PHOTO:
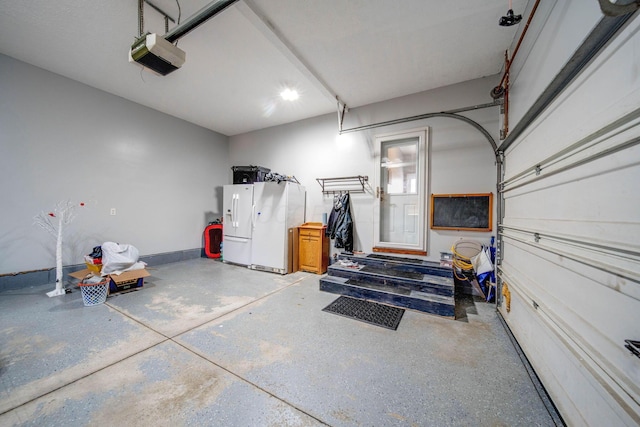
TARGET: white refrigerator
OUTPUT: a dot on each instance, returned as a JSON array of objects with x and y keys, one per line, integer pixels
[
  {"x": 256, "y": 234},
  {"x": 237, "y": 204}
]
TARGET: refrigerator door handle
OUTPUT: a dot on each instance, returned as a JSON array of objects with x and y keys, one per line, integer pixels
[
  {"x": 234, "y": 211},
  {"x": 253, "y": 217}
]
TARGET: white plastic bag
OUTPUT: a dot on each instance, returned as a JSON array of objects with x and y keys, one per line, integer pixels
[
  {"x": 117, "y": 258},
  {"x": 482, "y": 262}
]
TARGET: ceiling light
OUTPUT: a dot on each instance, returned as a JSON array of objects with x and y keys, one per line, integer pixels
[{"x": 289, "y": 94}]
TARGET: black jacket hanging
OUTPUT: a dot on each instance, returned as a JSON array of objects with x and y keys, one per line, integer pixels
[{"x": 340, "y": 224}]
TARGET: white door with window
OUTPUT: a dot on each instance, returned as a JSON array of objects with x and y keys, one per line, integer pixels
[{"x": 400, "y": 208}]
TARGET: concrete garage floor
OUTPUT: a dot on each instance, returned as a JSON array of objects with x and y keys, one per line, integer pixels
[{"x": 206, "y": 343}]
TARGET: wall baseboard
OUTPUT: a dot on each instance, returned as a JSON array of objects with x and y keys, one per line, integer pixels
[{"x": 42, "y": 277}]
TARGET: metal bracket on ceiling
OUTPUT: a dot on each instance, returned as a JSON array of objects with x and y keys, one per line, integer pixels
[
  {"x": 342, "y": 108},
  {"x": 167, "y": 17}
]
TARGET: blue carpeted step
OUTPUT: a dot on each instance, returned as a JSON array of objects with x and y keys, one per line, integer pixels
[
  {"x": 400, "y": 263},
  {"x": 398, "y": 296},
  {"x": 394, "y": 277}
]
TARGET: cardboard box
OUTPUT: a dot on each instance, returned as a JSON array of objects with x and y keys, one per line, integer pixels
[{"x": 118, "y": 282}]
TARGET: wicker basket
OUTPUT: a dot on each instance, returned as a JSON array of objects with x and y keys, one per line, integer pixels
[{"x": 94, "y": 293}]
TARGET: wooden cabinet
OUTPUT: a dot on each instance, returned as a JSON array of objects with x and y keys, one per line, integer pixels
[{"x": 313, "y": 248}]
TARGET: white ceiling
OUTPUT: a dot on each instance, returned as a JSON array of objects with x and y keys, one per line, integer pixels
[{"x": 363, "y": 51}]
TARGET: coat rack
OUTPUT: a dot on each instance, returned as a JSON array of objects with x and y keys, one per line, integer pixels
[{"x": 345, "y": 184}]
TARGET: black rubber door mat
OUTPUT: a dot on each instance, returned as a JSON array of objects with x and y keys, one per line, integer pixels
[{"x": 366, "y": 311}]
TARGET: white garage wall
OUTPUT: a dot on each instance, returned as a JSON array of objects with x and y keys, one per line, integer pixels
[
  {"x": 461, "y": 159},
  {"x": 571, "y": 229},
  {"x": 62, "y": 140}
]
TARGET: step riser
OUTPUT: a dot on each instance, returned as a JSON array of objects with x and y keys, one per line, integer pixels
[
  {"x": 426, "y": 268},
  {"x": 441, "y": 309},
  {"x": 437, "y": 289}
]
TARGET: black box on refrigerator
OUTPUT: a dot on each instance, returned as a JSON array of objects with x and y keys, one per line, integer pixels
[{"x": 249, "y": 174}]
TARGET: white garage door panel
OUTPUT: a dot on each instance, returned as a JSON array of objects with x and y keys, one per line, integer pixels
[
  {"x": 573, "y": 298},
  {"x": 598, "y": 205},
  {"x": 571, "y": 239},
  {"x": 570, "y": 382}
]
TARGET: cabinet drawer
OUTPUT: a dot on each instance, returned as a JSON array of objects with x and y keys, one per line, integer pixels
[{"x": 310, "y": 232}]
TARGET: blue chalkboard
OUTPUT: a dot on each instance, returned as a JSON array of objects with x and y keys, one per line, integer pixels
[{"x": 471, "y": 212}]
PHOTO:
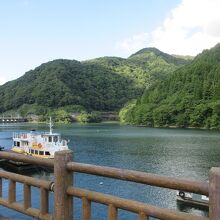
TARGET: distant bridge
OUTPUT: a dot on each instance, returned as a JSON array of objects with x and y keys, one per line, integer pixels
[{"x": 12, "y": 119}]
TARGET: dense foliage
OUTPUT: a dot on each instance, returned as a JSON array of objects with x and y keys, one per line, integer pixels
[
  {"x": 102, "y": 84},
  {"x": 190, "y": 97}
]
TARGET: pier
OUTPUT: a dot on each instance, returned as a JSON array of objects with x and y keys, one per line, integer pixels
[
  {"x": 12, "y": 120},
  {"x": 64, "y": 190}
]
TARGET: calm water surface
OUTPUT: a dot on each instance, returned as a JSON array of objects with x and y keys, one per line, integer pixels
[{"x": 181, "y": 153}]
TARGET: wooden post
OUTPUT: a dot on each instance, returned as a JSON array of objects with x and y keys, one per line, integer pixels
[
  {"x": 0, "y": 187},
  {"x": 44, "y": 201},
  {"x": 214, "y": 193},
  {"x": 86, "y": 209},
  {"x": 112, "y": 212},
  {"x": 27, "y": 196},
  {"x": 63, "y": 204}
]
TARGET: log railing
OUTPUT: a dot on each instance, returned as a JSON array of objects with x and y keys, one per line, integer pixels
[{"x": 64, "y": 191}]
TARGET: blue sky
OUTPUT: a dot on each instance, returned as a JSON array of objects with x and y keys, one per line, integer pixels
[{"x": 36, "y": 31}]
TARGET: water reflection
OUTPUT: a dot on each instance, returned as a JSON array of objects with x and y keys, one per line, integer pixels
[{"x": 181, "y": 153}]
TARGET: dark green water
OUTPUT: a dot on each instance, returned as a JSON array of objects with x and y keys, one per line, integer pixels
[{"x": 185, "y": 153}]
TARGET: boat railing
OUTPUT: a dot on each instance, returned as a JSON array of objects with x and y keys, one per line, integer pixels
[{"x": 64, "y": 190}]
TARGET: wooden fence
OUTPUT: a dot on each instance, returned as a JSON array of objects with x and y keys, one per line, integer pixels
[{"x": 64, "y": 190}]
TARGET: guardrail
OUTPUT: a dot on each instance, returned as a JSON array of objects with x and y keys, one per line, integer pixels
[{"x": 64, "y": 191}]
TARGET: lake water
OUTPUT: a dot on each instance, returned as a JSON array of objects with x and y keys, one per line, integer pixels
[{"x": 185, "y": 153}]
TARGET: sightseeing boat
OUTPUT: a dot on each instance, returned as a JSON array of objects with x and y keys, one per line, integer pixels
[{"x": 42, "y": 145}]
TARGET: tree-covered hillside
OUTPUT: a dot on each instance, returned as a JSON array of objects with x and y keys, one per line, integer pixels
[
  {"x": 190, "y": 97},
  {"x": 102, "y": 84}
]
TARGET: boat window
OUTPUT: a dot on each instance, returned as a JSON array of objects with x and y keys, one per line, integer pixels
[
  {"x": 55, "y": 139},
  {"x": 50, "y": 139},
  {"x": 41, "y": 152}
]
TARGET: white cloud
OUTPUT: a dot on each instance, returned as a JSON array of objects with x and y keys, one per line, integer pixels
[
  {"x": 2, "y": 80},
  {"x": 192, "y": 26}
]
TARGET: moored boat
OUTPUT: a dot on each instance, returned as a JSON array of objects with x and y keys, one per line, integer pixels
[{"x": 42, "y": 145}]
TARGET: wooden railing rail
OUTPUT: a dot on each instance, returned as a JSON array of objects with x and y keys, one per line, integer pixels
[
  {"x": 25, "y": 207},
  {"x": 113, "y": 202},
  {"x": 141, "y": 177}
]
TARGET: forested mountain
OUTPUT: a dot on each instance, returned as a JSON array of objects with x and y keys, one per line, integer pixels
[
  {"x": 102, "y": 84},
  {"x": 189, "y": 97}
]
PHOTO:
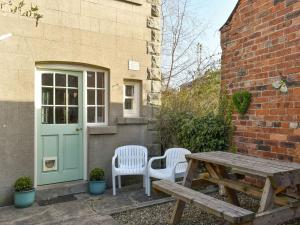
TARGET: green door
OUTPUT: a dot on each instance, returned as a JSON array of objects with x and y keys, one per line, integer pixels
[{"x": 60, "y": 135}]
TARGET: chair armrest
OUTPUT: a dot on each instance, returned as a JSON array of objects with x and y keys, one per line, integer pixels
[
  {"x": 153, "y": 159},
  {"x": 174, "y": 169},
  {"x": 113, "y": 163}
]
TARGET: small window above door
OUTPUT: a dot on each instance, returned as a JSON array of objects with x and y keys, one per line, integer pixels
[{"x": 131, "y": 103}]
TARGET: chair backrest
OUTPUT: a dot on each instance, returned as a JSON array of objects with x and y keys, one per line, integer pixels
[
  {"x": 132, "y": 156},
  {"x": 175, "y": 155}
]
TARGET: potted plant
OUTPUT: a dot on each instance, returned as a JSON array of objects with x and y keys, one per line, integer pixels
[
  {"x": 97, "y": 183},
  {"x": 24, "y": 192}
]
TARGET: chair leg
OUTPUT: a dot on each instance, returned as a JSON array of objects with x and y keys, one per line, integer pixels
[
  {"x": 114, "y": 185},
  {"x": 119, "y": 182},
  {"x": 144, "y": 181},
  {"x": 149, "y": 186}
]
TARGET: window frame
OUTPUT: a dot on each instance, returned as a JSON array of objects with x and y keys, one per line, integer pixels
[
  {"x": 135, "y": 112},
  {"x": 106, "y": 104}
]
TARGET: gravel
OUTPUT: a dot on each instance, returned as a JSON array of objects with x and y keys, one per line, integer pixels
[{"x": 161, "y": 214}]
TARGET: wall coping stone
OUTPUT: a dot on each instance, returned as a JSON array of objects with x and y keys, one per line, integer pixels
[
  {"x": 136, "y": 2},
  {"x": 132, "y": 121},
  {"x": 96, "y": 130}
]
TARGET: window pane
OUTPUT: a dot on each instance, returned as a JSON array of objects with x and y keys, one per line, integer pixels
[
  {"x": 73, "y": 97},
  {"x": 129, "y": 90},
  {"x": 100, "y": 97},
  {"x": 60, "y": 80},
  {"x": 91, "y": 115},
  {"x": 128, "y": 104},
  {"x": 91, "y": 97},
  {"x": 91, "y": 79},
  {"x": 47, "y": 79},
  {"x": 47, "y": 96},
  {"x": 72, "y": 81},
  {"x": 47, "y": 115},
  {"x": 60, "y": 115},
  {"x": 100, "y": 115},
  {"x": 100, "y": 80},
  {"x": 73, "y": 115},
  {"x": 60, "y": 96}
]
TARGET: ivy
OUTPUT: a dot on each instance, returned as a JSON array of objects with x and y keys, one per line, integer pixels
[
  {"x": 18, "y": 8},
  {"x": 241, "y": 101}
]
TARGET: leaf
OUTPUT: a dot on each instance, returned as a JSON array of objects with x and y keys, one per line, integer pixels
[
  {"x": 241, "y": 101},
  {"x": 277, "y": 84},
  {"x": 284, "y": 88}
]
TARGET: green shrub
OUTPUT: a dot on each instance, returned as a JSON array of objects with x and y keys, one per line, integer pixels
[
  {"x": 97, "y": 174},
  {"x": 200, "y": 97},
  {"x": 205, "y": 133},
  {"x": 23, "y": 184},
  {"x": 241, "y": 101}
]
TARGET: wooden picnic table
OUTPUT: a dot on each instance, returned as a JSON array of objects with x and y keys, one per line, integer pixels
[{"x": 224, "y": 169}]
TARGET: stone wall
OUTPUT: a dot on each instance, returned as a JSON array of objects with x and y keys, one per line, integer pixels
[
  {"x": 97, "y": 33},
  {"x": 260, "y": 45}
]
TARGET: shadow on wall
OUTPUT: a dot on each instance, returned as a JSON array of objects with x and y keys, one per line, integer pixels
[{"x": 16, "y": 145}]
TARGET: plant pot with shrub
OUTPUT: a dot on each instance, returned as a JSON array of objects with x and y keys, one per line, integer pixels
[
  {"x": 97, "y": 183},
  {"x": 24, "y": 195}
]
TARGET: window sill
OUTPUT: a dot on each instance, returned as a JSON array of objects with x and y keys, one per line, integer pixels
[
  {"x": 102, "y": 130},
  {"x": 132, "y": 121},
  {"x": 135, "y": 2}
]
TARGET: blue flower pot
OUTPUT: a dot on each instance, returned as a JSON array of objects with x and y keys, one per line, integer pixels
[
  {"x": 97, "y": 187},
  {"x": 24, "y": 199}
]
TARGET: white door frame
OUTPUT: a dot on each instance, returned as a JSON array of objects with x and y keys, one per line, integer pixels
[{"x": 37, "y": 105}]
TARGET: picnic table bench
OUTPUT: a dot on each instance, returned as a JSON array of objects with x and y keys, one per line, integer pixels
[{"x": 221, "y": 169}]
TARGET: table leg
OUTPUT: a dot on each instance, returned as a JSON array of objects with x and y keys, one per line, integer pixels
[
  {"x": 187, "y": 182},
  {"x": 266, "y": 201},
  {"x": 219, "y": 173}
]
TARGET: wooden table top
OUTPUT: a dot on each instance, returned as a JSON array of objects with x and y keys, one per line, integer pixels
[{"x": 247, "y": 164}]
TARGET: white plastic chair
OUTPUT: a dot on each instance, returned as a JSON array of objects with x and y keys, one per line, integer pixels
[
  {"x": 176, "y": 166},
  {"x": 131, "y": 160}
]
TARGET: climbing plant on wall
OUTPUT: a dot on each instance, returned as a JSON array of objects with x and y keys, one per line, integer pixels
[
  {"x": 241, "y": 101},
  {"x": 19, "y": 7}
]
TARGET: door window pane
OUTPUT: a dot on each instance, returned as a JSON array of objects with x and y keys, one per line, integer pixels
[
  {"x": 47, "y": 79},
  {"x": 73, "y": 115},
  {"x": 100, "y": 97},
  {"x": 100, "y": 115},
  {"x": 100, "y": 80},
  {"x": 47, "y": 115},
  {"x": 91, "y": 114},
  {"x": 60, "y": 96},
  {"x": 128, "y": 104},
  {"x": 60, "y": 80},
  {"x": 72, "y": 81},
  {"x": 60, "y": 115},
  {"x": 91, "y": 79},
  {"x": 129, "y": 90},
  {"x": 47, "y": 96},
  {"x": 91, "y": 97},
  {"x": 73, "y": 97}
]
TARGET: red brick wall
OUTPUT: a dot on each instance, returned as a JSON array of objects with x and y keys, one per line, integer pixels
[{"x": 260, "y": 44}]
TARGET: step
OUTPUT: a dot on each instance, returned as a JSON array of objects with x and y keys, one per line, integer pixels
[
  {"x": 224, "y": 210},
  {"x": 51, "y": 191}
]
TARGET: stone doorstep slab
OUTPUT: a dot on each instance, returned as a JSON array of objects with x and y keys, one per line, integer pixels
[
  {"x": 48, "y": 192},
  {"x": 88, "y": 220}
]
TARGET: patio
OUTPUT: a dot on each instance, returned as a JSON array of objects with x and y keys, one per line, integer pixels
[{"x": 85, "y": 209}]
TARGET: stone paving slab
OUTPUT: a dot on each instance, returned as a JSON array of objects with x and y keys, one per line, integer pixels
[{"x": 85, "y": 210}]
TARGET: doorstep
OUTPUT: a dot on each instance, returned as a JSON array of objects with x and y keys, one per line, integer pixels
[{"x": 53, "y": 191}]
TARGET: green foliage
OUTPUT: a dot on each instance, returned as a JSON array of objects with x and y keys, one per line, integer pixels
[
  {"x": 197, "y": 117},
  {"x": 18, "y": 8},
  {"x": 97, "y": 174},
  {"x": 205, "y": 133},
  {"x": 23, "y": 184},
  {"x": 241, "y": 101}
]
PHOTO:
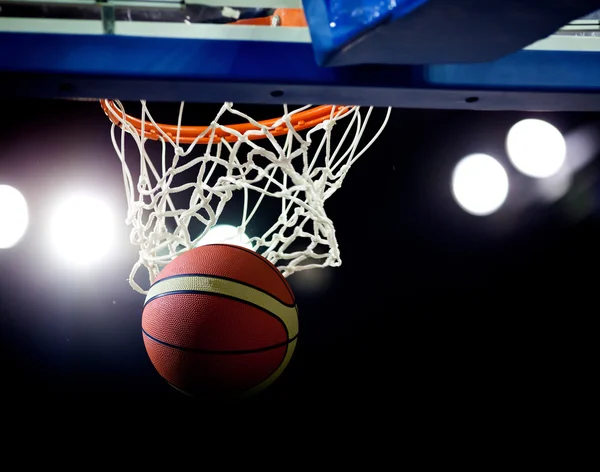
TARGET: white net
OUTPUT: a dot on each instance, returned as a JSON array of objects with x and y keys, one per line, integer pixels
[{"x": 177, "y": 192}]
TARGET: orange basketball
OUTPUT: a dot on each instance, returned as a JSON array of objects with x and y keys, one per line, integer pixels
[{"x": 220, "y": 320}]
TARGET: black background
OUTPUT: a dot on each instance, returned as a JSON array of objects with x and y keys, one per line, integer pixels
[{"x": 430, "y": 305}]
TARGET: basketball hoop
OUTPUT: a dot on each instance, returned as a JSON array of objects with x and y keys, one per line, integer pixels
[{"x": 178, "y": 180}]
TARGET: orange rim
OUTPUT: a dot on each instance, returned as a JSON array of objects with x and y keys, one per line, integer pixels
[
  {"x": 188, "y": 134},
  {"x": 290, "y": 17}
]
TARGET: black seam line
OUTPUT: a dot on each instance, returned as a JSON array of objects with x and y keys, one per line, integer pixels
[
  {"x": 275, "y": 269},
  {"x": 208, "y": 351},
  {"x": 202, "y": 292},
  {"x": 228, "y": 279}
]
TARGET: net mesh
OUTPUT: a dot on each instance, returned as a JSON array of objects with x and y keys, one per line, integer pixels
[{"x": 177, "y": 192}]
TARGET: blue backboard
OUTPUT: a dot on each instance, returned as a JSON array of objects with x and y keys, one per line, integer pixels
[{"x": 502, "y": 56}]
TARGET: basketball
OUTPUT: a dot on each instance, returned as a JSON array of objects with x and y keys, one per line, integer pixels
[{"x": 220, "y": 320}]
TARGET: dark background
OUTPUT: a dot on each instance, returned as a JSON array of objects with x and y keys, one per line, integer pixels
[{"x": 431, "y": 304}]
- - - - -
Where the word "black" shows up in a line of the listing, return that line.

### YOUR RESPONSE
TARGET: black jacket hanging
TARGET: black rubber door mat
TARGET: black box on refrigerator
TARGET: black background
TARGET: black seam line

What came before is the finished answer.